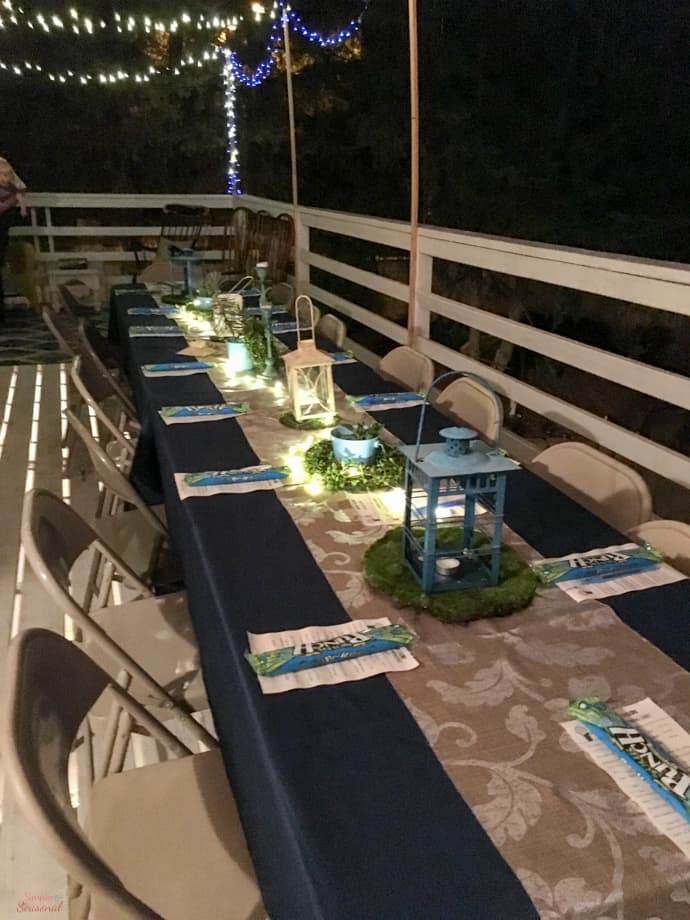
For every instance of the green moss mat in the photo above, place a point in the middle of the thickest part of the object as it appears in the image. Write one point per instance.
(386, 472)
(176, 300)
(386, 572)
(309, 424)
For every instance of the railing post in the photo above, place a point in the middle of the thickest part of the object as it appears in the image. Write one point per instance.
(34, 223)
(302, 267)
(49, 223)
(418, 322)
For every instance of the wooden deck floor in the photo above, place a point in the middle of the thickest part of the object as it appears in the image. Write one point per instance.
(32, 398)
(31, 402)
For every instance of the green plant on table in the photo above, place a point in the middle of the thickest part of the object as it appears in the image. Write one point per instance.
(255, 340)
(210, 286)
(358, 431)
(385, 472)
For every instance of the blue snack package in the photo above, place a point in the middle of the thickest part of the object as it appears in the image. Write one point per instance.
(327, 651)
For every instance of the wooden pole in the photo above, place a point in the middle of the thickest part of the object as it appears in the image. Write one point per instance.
(414, 170)
(293, 146)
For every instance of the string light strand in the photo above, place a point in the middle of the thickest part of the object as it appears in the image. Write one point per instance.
(108, 77)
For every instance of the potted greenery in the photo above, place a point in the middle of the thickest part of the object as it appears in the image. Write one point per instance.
(207, 291)
(229, 325)
(355, 443)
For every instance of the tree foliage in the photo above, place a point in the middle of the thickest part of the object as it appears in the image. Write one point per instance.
(556, 120)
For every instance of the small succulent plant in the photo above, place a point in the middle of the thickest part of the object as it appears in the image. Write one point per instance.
(211, 284)
(349, 431)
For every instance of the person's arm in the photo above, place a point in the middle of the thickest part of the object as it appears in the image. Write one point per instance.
(10, 202)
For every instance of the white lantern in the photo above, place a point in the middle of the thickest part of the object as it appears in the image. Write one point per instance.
(309, 374)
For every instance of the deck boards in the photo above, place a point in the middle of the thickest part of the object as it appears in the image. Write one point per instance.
(34, 408)
(31, 456)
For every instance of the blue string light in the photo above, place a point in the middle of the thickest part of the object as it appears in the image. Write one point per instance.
(234, 72)
(263, 70)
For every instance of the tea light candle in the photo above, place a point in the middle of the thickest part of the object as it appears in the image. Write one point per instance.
(447, 565)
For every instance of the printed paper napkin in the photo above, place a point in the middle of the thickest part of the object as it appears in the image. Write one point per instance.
(151, 311)
(165, 332)
(328, 645)
(176, 368)
(343, 357)
(246, 479)
(377, 402)
(171, 415)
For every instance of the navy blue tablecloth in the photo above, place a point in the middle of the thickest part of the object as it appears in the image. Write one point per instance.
(347, 811)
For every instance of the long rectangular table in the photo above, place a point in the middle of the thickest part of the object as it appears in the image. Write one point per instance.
(434, 794)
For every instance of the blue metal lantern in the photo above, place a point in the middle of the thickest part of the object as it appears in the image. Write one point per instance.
(444, 484)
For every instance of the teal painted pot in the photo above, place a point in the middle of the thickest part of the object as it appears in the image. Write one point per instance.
(239, 359)
(345, 450)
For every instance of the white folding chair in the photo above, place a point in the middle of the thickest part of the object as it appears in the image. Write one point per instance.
(58, 325)
(139, 534)
(408, 367)
(123, 431)
(332, 328)
(88, 352)
(474, 404)
(162, 665)
(607, 487)
(161, 841)
(672, 538)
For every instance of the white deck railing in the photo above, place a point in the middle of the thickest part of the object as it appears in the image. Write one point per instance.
(658, 285)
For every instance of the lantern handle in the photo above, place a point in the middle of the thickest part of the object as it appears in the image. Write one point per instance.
(438, 380)
(311, 316)
(241, 285)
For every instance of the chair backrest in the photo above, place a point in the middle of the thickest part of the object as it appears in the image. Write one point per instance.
(261, 235)
(672, 538)
(475, 405)
(181, 227)
(54, 536)
(333, 328)
(607, 487)
(305, 310)
(282, 294)
(94, 399)
(237, 241)
(50, 687)
(108, 473)
(62, 327)
(408, 367)
(86, 335)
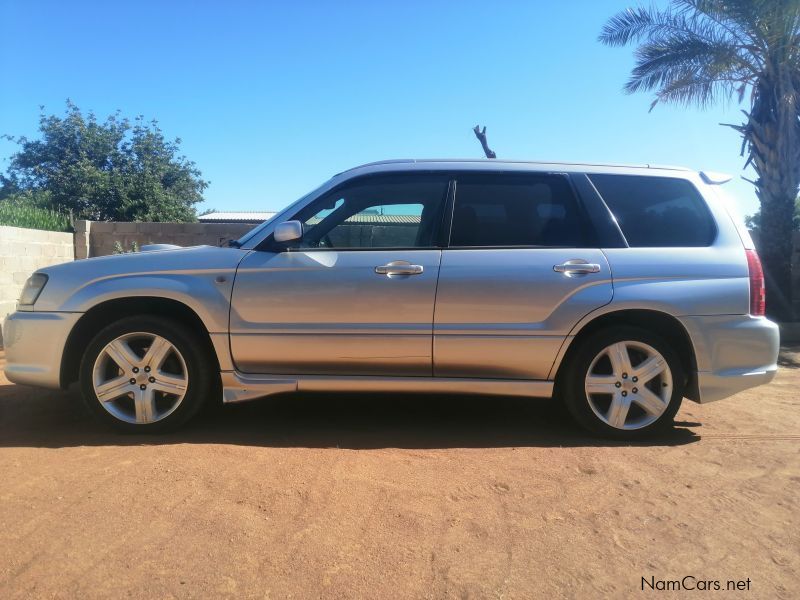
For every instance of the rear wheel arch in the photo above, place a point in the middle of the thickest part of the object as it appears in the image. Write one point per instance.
(663, 324)
(105, 313)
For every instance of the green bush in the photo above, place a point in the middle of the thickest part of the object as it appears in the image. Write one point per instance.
(33, 217)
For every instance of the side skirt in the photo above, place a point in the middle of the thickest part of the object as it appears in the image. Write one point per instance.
(239, 387)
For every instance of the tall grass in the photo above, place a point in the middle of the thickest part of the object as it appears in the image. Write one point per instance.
(33, 217)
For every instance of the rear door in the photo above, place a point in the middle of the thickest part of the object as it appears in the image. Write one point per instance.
(521, 269)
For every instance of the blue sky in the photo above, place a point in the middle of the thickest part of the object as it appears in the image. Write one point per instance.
(272, 98)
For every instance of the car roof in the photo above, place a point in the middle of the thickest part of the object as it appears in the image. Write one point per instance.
(494, 164)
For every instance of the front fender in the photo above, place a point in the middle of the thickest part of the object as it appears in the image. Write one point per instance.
(207, 294)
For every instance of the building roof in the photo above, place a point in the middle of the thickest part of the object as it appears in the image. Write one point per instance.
(236, 217)
(363, 219)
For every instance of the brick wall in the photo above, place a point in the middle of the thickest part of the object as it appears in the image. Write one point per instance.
(22, 251)
(97, 238)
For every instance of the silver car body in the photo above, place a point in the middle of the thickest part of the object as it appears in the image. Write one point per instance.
(487, 320)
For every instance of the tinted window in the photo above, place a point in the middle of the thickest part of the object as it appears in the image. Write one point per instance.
(657, 211)
(395, 212)
(510, 210)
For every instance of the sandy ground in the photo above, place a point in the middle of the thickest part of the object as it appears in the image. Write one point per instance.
(397, 497)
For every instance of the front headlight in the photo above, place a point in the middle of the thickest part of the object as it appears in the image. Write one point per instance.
(33, 287)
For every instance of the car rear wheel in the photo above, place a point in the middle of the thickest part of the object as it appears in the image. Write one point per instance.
(624, 383)
(145, 374)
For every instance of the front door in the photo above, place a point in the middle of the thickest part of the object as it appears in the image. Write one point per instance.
(356, 295)
(521, 270)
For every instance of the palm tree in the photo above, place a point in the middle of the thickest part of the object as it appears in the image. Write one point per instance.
(697, 52)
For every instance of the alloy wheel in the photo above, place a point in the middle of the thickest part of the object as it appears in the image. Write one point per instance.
(629, 385)
(140, 378)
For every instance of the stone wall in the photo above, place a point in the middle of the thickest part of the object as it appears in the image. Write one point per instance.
(97, 238)
(22, 251)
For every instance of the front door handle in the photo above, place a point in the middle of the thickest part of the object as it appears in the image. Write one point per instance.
(576, 266)
(399, 267)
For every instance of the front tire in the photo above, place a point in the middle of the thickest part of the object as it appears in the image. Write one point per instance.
(145, 374)
(624, 383)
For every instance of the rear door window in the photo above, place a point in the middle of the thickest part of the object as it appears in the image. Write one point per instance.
(655, 212)
(510, 210)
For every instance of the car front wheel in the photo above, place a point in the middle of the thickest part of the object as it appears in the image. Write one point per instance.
(145, 374)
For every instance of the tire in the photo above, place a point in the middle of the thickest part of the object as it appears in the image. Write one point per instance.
(153, 374)
(607, 400)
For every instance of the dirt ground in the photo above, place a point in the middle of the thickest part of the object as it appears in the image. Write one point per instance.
(397, 497)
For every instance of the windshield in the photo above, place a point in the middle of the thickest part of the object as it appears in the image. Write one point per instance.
(259, 228)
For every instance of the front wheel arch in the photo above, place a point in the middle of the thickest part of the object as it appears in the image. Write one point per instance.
(105, 313)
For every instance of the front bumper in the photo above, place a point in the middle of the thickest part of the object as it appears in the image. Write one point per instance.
(733, 352)
(34, 345)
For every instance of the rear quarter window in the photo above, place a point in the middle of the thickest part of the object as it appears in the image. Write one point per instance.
(655, 212)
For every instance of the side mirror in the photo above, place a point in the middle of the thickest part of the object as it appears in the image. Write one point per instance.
(288, 231)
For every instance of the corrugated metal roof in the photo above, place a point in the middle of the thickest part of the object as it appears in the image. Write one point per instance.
(376, 219)
(236, 217)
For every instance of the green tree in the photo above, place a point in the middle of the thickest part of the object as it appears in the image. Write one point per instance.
(111, 170)
(703, 51)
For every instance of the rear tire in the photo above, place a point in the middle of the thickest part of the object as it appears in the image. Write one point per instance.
(146, 374)
(623, 383)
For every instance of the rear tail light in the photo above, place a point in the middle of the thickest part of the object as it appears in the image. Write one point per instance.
(758, 292)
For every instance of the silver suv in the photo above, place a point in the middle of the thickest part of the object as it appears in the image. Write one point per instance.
(620, 290)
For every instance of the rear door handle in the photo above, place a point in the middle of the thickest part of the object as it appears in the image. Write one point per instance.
(577, 266)
(399, 267)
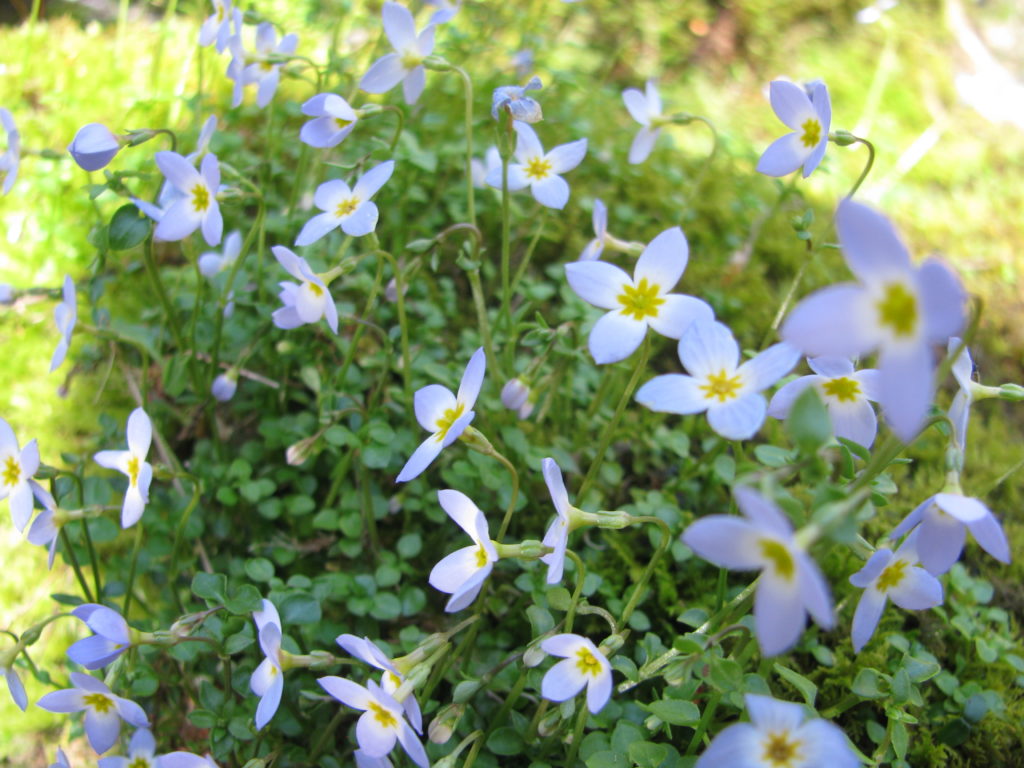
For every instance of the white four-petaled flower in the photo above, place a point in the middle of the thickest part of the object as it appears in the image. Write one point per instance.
(638, 302)
(539, 170)
(132, 462)
(791, 585)
(444, 415)
(583, 665)
(462, 573)
(808, 115)
(730, 392)
(897, 308)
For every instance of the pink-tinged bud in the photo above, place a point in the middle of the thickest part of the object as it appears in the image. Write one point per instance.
(93, 146)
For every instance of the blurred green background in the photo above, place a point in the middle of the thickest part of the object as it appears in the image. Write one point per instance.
(937, 86)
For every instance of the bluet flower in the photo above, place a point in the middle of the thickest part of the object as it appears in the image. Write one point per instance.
(778, 736)
(638, 302)
(406, 65)
(444, 415)
(350, 209)
(539, 170)
(897, 308)
(583, 666)
(103, 710)
(132, 462)
(808, 114)
(462, 573)
(791, 585)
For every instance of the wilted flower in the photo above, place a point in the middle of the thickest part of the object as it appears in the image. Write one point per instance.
(541, 171)
(93, 146)
(406, 65)
(350, 209)
(791, 584)
(65, 314)
(513, 98)
(897, 308)
(778, 737)
(103, 710)
(583, 666)
(808, 114)
(444, 415)
(637, 302)
(132, 462)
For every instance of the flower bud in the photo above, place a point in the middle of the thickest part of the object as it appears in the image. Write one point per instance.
(93, 146)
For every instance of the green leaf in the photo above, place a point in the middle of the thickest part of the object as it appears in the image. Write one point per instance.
(129, 226)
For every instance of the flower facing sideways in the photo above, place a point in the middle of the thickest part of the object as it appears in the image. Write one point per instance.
(583, 665)
(638, 302)
(444, 415)
(132, 462)
(888, 576)
(791, 585)
(730, 392)
(541, 171)
(778, 736)
(462, 573)
(103, 710)
(808, 115)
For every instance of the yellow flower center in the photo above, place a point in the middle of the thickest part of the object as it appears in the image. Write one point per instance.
(812, 133)
(722, 386)
(641, 301)
(99, 702)
(345, 207)
(11, 471)
(779, 558)
(780, 751)
(538, 168)
(382, 716)
(898, 309)
(843, 389)
(587, 663)
(133, 467)
(892, 577)
(201, 198)
(445, 422)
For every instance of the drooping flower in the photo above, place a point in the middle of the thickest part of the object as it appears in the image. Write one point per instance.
(646, 110)
(196, 205)
(891, 576)
(513, 98)
(462, 573)
(847, 394)
(791, 585)
(381, 723)
(65, 314)
(406, 65)
(540, 171)
(808, 114)
(777, 736)
(305, 302)
(333, 120)
(267, 680)
(350, 209)
(899, 309)
(730, 392)
(638, 302)
(103, 710)
(444, 415)
(132, 462)
(93, 146)
(942, 522)
(112, 639)
(583, 666)
(11, 158)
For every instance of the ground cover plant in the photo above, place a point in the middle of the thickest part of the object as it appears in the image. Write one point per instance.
(351, 327)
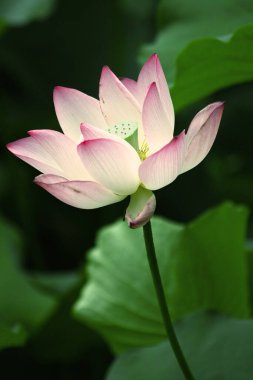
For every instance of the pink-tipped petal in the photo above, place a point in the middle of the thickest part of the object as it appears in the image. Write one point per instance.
(201, 134)
(80, 194)
(162, 167)
(111, 163)
(117, 103)
(152, 72)
(132, 87)
(73, 108)
(157, 129)
(30, 151)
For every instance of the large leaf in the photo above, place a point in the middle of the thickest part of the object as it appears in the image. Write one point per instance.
(216, 348)
(203, 266)
(208, 65)
(209, 25)
(22, 307)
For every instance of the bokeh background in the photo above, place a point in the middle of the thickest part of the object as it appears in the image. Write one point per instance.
(48, 43)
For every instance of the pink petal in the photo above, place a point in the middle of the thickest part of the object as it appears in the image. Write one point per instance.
(162, 167)
(50, 152)
(132, 87)
(81, 194)
(73, 108)
(111, 163)
(117, 103)
(141, 208)
(201, 134)
(157, 129)
(152, 72)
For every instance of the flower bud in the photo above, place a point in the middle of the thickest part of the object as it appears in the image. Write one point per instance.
(141, 208)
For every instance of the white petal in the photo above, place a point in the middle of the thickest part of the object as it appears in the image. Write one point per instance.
(64, 151)
(201, 134)
(117, 103)
(152, 72)
(162, 167)
(80, 194)
(73, 108)
(111, 163)
(132, 87)
(50, 152)
(157, 129)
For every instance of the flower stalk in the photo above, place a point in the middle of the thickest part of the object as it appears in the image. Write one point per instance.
(151, 255)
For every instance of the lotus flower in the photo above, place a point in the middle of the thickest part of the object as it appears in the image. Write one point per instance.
(119, 145)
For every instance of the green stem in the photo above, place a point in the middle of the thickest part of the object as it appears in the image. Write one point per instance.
(149, 242)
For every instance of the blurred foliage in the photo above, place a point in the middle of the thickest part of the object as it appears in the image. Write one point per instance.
(197, 259)
(216, 347)
(181, 22)
(204, 47)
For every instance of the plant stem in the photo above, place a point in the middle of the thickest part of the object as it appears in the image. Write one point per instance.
(149, 242)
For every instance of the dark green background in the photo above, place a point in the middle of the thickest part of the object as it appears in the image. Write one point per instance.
(69, 48)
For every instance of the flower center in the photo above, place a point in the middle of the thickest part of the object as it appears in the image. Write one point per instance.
(143, 151)
(126, 130)
(129, 131)
(123, 130)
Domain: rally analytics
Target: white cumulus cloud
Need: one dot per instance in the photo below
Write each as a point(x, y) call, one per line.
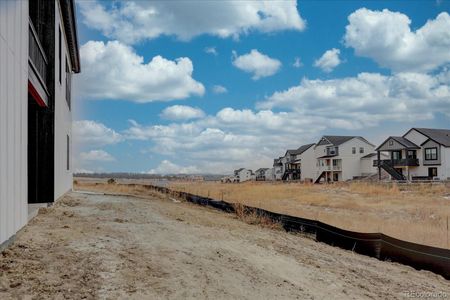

→ **Aim of the exercise**:
Please locate each line in the rows above that contains the word "center" and copy those lines out in full. Case matters.

→ **Task response**:
For every instance of the yellow flower center in the photo above, place a point in the middle of the thickest part of the object as it appears in the image. Write one point per instance.
For every instance of the flower center in the photo above, place a point in the middle of the thickest part of the object as it appears in the image. Write one point per instance.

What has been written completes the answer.